__THE PROBLEM__
Return every line of the data below that includes the string "target".

Collected data entries

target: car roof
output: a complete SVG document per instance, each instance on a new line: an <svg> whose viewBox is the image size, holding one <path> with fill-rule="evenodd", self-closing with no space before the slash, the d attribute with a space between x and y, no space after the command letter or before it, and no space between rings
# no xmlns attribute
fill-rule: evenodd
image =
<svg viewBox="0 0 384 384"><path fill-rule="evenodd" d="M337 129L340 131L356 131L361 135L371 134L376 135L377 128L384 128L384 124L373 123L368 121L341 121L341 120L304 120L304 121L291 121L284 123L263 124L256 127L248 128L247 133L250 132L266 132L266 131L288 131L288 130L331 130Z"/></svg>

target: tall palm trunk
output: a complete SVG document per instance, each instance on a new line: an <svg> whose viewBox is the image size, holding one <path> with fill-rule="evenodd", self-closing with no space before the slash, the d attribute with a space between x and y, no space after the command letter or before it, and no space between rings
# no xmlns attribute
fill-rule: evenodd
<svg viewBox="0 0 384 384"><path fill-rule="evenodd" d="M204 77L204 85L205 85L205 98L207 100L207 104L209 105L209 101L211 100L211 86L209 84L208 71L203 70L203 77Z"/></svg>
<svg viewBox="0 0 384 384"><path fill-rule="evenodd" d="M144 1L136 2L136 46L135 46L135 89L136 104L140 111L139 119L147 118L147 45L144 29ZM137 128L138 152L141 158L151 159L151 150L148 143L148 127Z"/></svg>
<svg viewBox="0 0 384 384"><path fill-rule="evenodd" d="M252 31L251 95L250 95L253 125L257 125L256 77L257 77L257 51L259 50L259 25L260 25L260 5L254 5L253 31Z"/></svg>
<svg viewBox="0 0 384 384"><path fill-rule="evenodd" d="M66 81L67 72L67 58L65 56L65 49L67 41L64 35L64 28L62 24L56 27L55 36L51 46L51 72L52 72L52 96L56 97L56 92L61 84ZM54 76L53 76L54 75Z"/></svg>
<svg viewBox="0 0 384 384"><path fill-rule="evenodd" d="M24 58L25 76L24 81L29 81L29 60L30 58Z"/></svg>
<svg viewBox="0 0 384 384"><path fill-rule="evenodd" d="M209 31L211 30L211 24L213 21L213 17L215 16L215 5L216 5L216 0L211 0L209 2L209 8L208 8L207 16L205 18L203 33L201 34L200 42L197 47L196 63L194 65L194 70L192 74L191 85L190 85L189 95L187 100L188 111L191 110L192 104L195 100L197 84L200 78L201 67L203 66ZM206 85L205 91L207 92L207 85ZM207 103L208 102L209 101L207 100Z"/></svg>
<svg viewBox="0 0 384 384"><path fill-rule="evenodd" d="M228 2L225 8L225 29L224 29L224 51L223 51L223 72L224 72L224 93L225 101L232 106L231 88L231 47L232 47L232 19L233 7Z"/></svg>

__SOLUTION TO THE EXERCISE__
target: car roof
target: tall palm trunk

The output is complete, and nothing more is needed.